→ SUPPLIED PASSAGE:
--
At City College of New York, with nearly 4,000 graduates who represent 150 nationalities and speak more than 100 languages, First Lady Michelle Obama was right at home with diversity as the theme of her commencement address Friday afternoon.

“You represent about practically every possible background, every color, every station and walk of life, and you’ve taken so many different paths to this moment,” Obama told the graduates and the massive audience that spilled over the lawn of the newly designed south campus, despite the threat of rain. “Graduates, no matter where your journey started you all have made it here today through the same combination of unyielding determination, sacrifice and a whole lot of hard work.”

The cheers interrupted her repeatedly as she recounted the struggles each student endured to get to this level of his or her educational development. Obama said even with all the studying, holding down a job and taking care of the needs of family, “You found time to give back to the community, tutoring young people, reading to kids, volunteering at hospitals. You still managed to do prestigious internships and research fellowships.”

Obama expressed again and again the “glorious diversity” of the 2016 class, as well as how rewarding it was to be at City College because this would be her last commencement address as first lady.

“There is no better way to celebrate this country than being here with you,” she continued. “As all of you know, this city, for centuries, has been the gateway to America for so many striving hope-filled immigrants … and this school was the gateway to actually realizing that opportunity in their lives.”

In her recitation of the college’s history, Obama noted that this school was a place where students did not have to hide their last names, change their accents or put on any kind of airs. “The student selected here was based on merit, and merit alone,” she explained. “It is no accident that this school has produced 10 Nobel Prize winners, countless captains of industry, icons and leaders at the highest level of government. Because talent and effort combined with our various background and life experiences has always been the lifeblood of our singular American genius.”
--
→ DATASET:
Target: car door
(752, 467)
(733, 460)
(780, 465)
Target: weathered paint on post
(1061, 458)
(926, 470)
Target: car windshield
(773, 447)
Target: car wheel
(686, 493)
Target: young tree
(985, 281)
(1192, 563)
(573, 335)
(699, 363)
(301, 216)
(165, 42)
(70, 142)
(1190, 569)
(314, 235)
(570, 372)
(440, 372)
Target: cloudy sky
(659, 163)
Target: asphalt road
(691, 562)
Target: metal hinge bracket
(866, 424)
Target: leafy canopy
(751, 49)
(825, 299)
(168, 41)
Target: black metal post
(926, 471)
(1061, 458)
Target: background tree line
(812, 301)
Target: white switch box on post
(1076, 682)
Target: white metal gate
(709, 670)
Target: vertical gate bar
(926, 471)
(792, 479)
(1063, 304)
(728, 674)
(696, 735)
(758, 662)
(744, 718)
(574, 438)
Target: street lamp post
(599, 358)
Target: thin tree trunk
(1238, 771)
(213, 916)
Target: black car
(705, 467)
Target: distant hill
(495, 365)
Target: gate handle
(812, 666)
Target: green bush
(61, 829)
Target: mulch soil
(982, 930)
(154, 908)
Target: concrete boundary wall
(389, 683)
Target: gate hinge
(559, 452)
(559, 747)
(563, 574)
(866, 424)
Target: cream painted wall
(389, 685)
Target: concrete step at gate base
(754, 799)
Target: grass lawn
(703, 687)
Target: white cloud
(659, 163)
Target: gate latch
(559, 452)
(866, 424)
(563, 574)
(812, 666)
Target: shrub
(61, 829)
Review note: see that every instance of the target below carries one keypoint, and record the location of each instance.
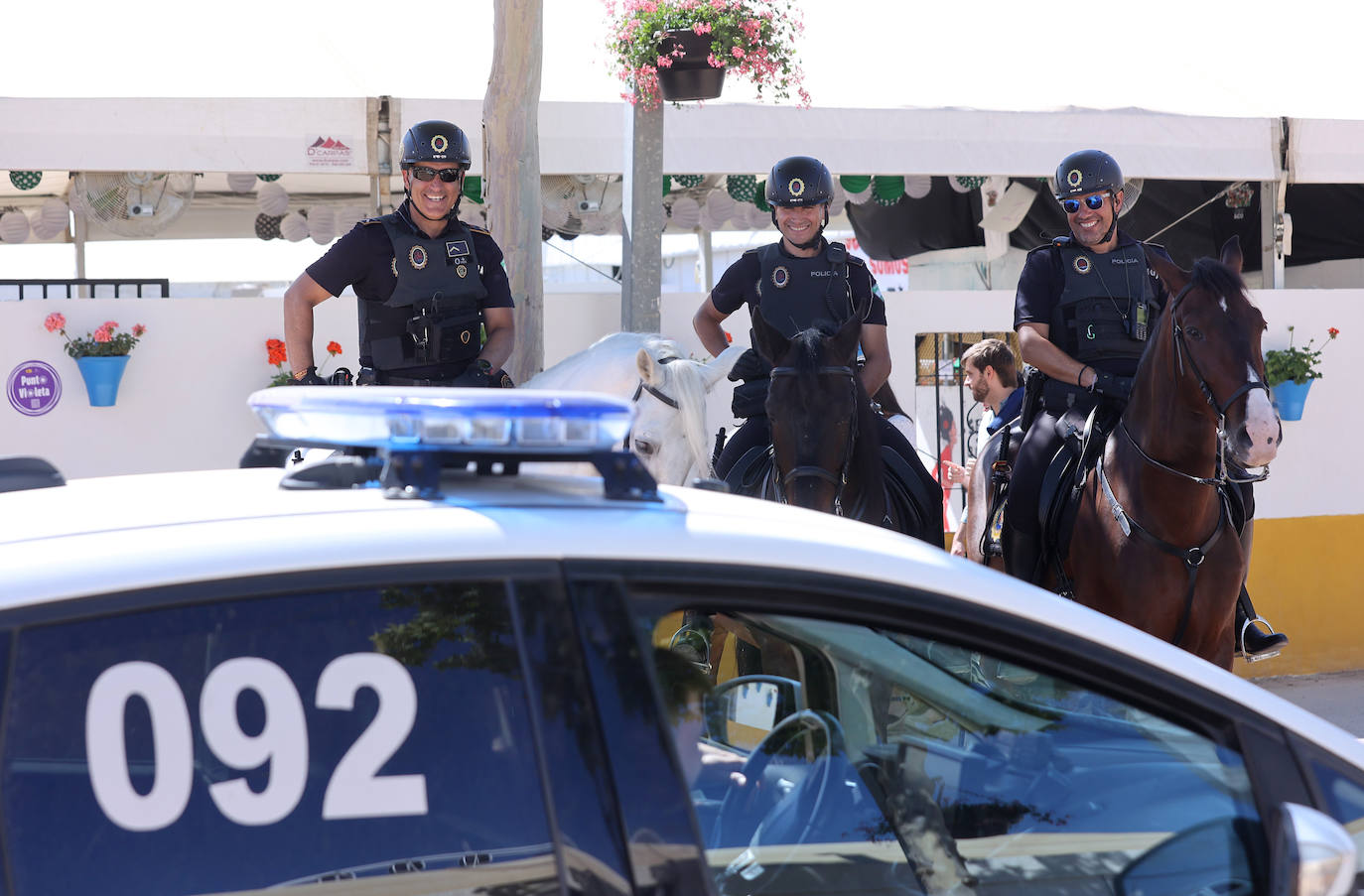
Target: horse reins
--
→ QUESTIONS:
1. Translate this sentence from the article about Michelle Obama's City College commencement address into Spanish: "The cheers interrupted her repeatedly as she recounted the struggles each student endured to get to this level of his or her educational development."
2. Continue the article about Michelle Obama's City College commencement address, picking up after its final paragraph.
These lines have no connection to the article about Michelle Obama's City College commencement address.

→ ANSWERS IN ORDER:
1. Los vítores la interrumpieron repetidamente mientras relataba las dificultades que cada estudiante soportó para llegar a este nivel de su desarrollo educativo.

2.
Lyricist Ira Gershwin, former CEO of Intel Andrew Grove, Jonas Salk and Colin Powell were among the school’s notable alumni she mentioned to great applause. Along with the greats of the past she cited a few promising students from immigrant backgrounds who had excelled in the classroom, including the class’s salutatorian Orubba Almansouri, a native of Yemen.

Returning to her theme, Obama mentioned the comments of valedictorian Antonios Mourdoukoutas, who addressed the crowd before she spoke. “He said that he had learned that the diversity in human experience gives rise to diversity in thought,” she said. “I could not have said this better myself.”

It didn’t take too much imagination to know who she was referring to when she said, “There are some who view our diversity as something to be contained rather than a resource to be tapped. They tell us to be afraid of those who are different, to be suspicious of those with whom we disagree. They act as though name-calling is an acceptable substitute for thoughtful debate—as if anger and intolerance should be our default state rather than altruism and openness.”

She told the graduates and their families that she had traveled around the world and had seen what happens when such terrible ideas take hold. “I have seen how leaders rule by intimidation; leaders who demonize and dehumanize entire groups of people often do so because they have nothing else to offer. Graduates, that is not who we are.”

If her point was not clear, she said, “We do not build walls to keep people out because we know that our greatness has always depended on contributions from people who were born elsewhere … who have come here and made this country their home.”

Her message of diversity was evident throughout the crowd.